# Texto fornecido
Afinal,
o cancelamento da conferência de Jaime Nogueira Pinto em relação ao dia
aprazado ou o seu adiamento para outra ocasião em que fossem debatidos os temas
daquele conferencista e os de outros tem explicações e conheceu desenvolvimentos
que passaram ao lado de comentadores e críticos da tomada de posição do diretor
da FCSH da Universidade Nova de Lisboa.
Se
a conferência tinha um conteúdo anódino e, pelo menos em parte, aceitável conforme
é habitual no discurso do referido politólogo, o contexto era bem mais problemático.
Muitos
não entenderam a justificação lacónica do Diretor da FCSH. E a prontidão com
que o Presidente da República se pronunciou publicamente contra a decisão da
autoridade académica, a discussão parlamentar quase imediata, a ambiguidade e
teor evasivo com que o Ministro do Ensino Superior esclareceu o Parlamento e a franca
disponibilidade da Associação 25 de Abril
em ceder instalações para a realização da conferência foram elementos de
equívoco em que muitos caíram (incluo-me nesse número).
Na
verdade, a Universidade deve promover e favorecer a liberdade de pensamento e
de expressão sobre tudo e a todos. Porém, não sem cuidar da segurança das
pessoas e dos bens de que elas têm o direito de desfrutar ali. E eram
exatamente as condições de segurança que estavam a falhar – o que levaria a que
a liberdade de expressão perigasse. E foi um esclarecimento que o laconismo do
comunicado da direção da FCSH não facultou.
Por
isso – e bem – Daniel de Oliveira publicou um texto de uma certa retratação no Expresso a dar algum esclarecimento mais
pormenorizado dos factos e a pedir desculpa ao Diretor da FCSH e aos seus
leitores. Esteve bem. E, depois disto, veio inexplicavelmente Jaime Nogueira
Pinto a responder-lhe com outro conjunto de pormenores que não constituem
qualquer resposta a Daniel de Oliveira ou desmentido em relação às afirmações
do colunista do referido semanário.
É
dos estatutos que a deliberação da reunião geral da Associação de Estudantes (AE) da Faculdade vincula a sua
direção e é factual que a deliberação foi no sentido de ser cancelada a cedência
da sala requisitada para a conferência – o que foi requerido ao Diretor da
Faculdade.
Obviamente
que os membros da AE conhecem as caraterísticas do núcleo Nova Portugalidade e as suas habituais intenções. Poderão ter sido
radicais ou intolerantes na forma da deliberação. Porém, os desenvolvimentos seguintes
não permitem dizer da bondade da intenção, estilo e bondade democrática do referido
núcleo Nova Portugalidade, que acaba
por inviabilizar um debate civilizado e sereno dos temas anunciados para
conferência e debate.
***
Com
efeito, confrontados com a decisão do Diretor da FCSH propõem a entrega da
segurança à PSP – o que fez desnecessariamente recordar tempos de má memória em
que a polícia, a pretexto de impor a ordem e garantir a segurança, penetrava nas
instalações universitárias e corria à bastonada os ditos rebeldes (por
não alinharem com o pensamento único, eram tidos como comunistas e, por
conseguinte, inimigos do Estado).

# Instruções e requisitos
Responda às perguntas seguintes com base no texto:
1. Em que semanário publicou Daniel de Oliveira um texto de retratação?
2. De acordo com os estatutos mencionados no texto, a deliberação de que reunião da Associação de Estudantes vincula a sua direção?
3. A que força policial foi proposta a entrega da segurança?

Entradas do conjunto de dados:
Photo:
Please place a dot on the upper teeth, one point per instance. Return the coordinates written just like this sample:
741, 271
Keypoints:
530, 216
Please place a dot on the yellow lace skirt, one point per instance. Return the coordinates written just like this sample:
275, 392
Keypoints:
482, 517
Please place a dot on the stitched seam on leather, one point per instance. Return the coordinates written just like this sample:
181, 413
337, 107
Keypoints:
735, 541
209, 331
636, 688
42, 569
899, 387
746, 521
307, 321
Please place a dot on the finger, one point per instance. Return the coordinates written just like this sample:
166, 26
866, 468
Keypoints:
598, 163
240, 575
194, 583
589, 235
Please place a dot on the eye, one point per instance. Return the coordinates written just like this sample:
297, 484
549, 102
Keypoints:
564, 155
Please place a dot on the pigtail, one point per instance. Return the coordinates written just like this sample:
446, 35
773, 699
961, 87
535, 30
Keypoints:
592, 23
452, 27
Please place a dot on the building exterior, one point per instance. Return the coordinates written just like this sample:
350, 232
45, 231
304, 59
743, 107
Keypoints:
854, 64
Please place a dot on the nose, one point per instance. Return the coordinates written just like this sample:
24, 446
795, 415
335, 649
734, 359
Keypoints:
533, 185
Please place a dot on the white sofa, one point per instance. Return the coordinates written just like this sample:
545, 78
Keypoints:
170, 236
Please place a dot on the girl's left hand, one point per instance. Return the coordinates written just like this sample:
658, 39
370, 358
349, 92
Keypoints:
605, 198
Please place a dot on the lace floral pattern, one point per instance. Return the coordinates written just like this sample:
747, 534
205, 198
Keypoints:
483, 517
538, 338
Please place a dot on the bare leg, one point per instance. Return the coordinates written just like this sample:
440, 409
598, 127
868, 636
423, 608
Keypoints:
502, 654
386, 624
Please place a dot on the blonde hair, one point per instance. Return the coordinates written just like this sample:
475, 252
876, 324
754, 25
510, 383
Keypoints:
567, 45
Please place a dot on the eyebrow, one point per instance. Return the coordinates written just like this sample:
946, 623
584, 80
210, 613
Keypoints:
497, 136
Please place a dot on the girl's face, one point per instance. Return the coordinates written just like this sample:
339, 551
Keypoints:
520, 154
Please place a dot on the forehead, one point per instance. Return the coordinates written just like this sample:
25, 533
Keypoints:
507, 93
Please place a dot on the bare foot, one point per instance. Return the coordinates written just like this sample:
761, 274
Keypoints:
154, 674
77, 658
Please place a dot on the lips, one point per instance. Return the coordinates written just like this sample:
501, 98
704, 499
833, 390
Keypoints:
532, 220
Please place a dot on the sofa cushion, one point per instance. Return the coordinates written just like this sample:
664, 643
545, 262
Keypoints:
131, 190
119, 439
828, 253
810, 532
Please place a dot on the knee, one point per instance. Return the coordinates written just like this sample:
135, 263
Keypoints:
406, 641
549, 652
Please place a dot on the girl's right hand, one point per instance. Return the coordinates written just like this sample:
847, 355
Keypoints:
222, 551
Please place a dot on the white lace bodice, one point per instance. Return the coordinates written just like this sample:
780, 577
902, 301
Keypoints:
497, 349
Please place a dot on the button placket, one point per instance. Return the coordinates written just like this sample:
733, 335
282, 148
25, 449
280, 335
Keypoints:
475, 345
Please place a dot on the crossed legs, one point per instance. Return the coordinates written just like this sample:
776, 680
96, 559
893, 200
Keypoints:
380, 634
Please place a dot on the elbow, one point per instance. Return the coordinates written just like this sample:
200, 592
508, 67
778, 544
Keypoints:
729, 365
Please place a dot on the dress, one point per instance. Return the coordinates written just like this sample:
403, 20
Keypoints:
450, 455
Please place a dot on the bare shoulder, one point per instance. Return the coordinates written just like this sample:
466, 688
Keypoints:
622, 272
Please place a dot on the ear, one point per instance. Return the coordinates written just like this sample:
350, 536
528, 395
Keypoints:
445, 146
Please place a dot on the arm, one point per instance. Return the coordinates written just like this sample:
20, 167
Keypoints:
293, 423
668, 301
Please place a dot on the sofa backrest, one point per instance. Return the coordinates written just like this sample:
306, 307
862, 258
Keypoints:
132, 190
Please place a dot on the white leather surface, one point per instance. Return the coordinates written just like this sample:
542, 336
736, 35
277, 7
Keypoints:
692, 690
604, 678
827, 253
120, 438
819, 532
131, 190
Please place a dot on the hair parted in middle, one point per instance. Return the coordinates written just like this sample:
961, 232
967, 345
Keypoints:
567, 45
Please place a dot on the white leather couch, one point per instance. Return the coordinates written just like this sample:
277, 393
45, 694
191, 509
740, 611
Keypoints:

# Resultado
1. No Expresso.
2. Da reunião geral da Associação de Estudantes.
3. À PSP.